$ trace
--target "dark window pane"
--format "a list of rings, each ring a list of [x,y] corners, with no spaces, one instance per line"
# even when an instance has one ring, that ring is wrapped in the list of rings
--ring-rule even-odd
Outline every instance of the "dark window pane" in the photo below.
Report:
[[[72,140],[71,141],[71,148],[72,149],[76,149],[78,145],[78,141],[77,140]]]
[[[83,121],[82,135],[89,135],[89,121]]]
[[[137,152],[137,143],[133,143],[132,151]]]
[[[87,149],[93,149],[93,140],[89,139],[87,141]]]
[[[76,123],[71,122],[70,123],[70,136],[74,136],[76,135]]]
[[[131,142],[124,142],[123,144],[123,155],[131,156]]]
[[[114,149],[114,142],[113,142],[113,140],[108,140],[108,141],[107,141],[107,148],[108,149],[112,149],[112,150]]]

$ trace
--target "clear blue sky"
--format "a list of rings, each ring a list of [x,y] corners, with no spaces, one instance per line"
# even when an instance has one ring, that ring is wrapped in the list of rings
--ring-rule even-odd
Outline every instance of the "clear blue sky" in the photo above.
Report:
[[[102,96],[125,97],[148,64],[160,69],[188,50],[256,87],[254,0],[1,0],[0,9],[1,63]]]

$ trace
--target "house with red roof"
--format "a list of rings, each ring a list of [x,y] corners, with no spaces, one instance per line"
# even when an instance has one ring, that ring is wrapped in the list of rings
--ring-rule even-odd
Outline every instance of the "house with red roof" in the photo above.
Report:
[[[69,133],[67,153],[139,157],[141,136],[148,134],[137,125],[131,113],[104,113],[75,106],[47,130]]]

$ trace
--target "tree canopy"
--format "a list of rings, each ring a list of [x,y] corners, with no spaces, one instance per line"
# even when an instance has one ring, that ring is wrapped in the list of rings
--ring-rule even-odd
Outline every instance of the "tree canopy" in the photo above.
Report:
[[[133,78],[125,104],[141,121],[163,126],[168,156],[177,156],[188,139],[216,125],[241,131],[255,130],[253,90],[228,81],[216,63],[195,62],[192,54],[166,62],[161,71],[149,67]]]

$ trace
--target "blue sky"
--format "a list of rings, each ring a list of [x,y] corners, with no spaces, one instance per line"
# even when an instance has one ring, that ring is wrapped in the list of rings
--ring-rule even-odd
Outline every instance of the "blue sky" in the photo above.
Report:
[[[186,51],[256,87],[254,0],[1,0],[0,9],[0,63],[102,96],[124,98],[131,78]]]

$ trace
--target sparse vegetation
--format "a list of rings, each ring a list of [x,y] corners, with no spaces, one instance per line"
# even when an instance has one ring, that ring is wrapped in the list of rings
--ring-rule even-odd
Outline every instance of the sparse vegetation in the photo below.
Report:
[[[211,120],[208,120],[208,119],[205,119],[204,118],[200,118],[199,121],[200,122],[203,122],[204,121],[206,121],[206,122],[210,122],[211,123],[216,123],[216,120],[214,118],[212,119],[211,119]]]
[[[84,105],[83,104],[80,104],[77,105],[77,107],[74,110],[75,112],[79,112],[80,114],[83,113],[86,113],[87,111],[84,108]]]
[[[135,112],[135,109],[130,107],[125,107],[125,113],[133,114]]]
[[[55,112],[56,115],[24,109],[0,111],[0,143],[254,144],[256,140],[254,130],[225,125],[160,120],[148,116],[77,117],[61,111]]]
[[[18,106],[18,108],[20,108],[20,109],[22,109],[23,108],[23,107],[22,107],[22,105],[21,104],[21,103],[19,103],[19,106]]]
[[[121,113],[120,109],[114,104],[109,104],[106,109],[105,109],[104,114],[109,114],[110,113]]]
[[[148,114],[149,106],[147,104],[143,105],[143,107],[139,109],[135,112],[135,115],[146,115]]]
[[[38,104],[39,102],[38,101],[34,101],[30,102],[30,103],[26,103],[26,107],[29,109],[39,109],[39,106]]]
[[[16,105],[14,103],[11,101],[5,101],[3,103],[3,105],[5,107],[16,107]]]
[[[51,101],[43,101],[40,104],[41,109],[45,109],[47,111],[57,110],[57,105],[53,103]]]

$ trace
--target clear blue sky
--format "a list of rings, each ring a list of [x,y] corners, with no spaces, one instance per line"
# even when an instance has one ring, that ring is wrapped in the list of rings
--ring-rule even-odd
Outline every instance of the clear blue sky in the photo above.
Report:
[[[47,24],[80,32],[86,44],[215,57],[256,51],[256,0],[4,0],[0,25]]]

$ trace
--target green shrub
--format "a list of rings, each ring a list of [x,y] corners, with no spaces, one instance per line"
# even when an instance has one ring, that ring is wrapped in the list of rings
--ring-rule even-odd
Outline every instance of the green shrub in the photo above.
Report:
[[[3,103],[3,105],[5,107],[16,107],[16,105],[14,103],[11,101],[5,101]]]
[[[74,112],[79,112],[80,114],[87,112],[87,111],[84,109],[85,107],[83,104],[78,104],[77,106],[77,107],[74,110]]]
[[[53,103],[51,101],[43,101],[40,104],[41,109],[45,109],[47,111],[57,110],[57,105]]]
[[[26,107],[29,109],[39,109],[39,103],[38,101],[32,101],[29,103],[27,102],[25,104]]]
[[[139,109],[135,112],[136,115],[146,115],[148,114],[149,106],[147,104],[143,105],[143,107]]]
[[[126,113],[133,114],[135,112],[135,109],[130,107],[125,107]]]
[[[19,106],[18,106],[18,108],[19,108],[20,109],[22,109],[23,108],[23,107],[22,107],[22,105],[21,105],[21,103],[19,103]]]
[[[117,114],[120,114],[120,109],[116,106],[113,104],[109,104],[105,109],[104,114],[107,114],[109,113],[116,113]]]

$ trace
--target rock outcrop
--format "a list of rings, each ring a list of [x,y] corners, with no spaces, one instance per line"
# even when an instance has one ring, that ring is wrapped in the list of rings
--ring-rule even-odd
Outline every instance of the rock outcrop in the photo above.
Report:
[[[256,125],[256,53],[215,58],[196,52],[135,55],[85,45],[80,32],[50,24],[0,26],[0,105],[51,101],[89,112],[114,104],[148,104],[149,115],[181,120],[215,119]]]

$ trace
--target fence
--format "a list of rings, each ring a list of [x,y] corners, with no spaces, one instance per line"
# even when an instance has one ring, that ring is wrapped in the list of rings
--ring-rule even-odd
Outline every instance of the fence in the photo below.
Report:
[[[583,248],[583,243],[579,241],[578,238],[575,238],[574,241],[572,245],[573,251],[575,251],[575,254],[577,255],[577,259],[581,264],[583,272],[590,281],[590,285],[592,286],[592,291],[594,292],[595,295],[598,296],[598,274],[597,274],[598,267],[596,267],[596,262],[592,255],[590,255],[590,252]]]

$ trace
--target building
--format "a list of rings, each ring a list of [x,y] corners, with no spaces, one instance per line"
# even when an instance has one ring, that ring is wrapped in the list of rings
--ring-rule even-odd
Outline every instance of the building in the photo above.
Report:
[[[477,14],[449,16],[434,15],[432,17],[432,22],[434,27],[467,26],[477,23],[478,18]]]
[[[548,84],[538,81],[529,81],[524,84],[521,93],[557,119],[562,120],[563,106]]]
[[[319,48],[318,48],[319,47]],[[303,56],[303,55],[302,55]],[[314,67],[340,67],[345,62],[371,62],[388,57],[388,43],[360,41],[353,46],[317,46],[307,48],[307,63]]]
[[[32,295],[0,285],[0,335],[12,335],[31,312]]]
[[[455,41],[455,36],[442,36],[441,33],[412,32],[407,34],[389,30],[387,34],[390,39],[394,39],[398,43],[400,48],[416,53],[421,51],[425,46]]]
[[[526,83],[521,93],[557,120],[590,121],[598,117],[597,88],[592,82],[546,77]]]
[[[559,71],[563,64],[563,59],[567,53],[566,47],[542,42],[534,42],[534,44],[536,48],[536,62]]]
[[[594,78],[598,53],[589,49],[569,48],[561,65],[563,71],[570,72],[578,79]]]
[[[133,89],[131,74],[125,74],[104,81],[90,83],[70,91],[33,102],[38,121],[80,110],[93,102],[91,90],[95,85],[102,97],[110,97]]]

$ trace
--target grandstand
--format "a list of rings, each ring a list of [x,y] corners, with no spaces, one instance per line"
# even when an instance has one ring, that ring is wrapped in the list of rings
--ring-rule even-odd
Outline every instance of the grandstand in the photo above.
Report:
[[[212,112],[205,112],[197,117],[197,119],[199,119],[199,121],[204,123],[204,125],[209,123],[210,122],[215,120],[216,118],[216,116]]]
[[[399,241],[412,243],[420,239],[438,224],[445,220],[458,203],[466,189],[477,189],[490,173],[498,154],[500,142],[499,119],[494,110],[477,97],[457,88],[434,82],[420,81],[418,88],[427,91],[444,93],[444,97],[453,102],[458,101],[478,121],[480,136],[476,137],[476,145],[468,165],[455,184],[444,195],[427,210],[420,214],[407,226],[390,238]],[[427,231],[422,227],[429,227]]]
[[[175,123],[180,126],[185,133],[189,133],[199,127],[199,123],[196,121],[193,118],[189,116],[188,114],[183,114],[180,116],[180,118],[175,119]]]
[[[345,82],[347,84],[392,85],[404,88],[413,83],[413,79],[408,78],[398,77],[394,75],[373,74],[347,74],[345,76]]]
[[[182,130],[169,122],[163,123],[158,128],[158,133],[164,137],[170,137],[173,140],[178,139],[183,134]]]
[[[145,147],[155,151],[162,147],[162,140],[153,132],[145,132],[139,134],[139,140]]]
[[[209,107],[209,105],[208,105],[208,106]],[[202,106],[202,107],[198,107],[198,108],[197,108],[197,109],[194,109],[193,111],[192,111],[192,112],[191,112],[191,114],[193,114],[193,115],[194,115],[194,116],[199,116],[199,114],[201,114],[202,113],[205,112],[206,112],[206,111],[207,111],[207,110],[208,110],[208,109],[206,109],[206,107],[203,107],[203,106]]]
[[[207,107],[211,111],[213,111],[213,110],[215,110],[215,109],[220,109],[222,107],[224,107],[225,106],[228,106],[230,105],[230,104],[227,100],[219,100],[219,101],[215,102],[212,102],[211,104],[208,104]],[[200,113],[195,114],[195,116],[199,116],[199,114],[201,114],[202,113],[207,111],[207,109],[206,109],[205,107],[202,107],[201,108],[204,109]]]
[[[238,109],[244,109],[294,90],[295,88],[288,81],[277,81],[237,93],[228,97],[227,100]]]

What is asked ▸ Copy the items from their first line through the line containing "[[[131,142],[124,142],[123,144],[123,155],[131,156]]]", both ends included, keeping every line in full but increasing each coordinate in the answers by 51.

Answer to the task ▸
$ trace
--target "dark window pane"
--format "a list of rings, each ring a list of [x,y] corners, with no spaces, one instance per line"
# even when an instance has one ring, that ring is wrapped in the list of rings
--ring-rule even-odd
Outline every instance of the "dark window pane" in the photo below.
Report:
[[[123,191],[122,192],[122,199],[123,200],[127,200],[129,196],[129,192],[128,191]]]
[[[134,172],[133,186],[140,186],[140,172]]]
[[[188,203],[188,194],[184,194],[183,202]]]
[[[138,200],[144,200],[144,191],[140,190],[138,192]]]
[[[127,174],[122,173],[121,174],[121,187],[125,187],[127,186]]]
[[[182,193],[175,193],[174,195],[174,206],[182,207]]]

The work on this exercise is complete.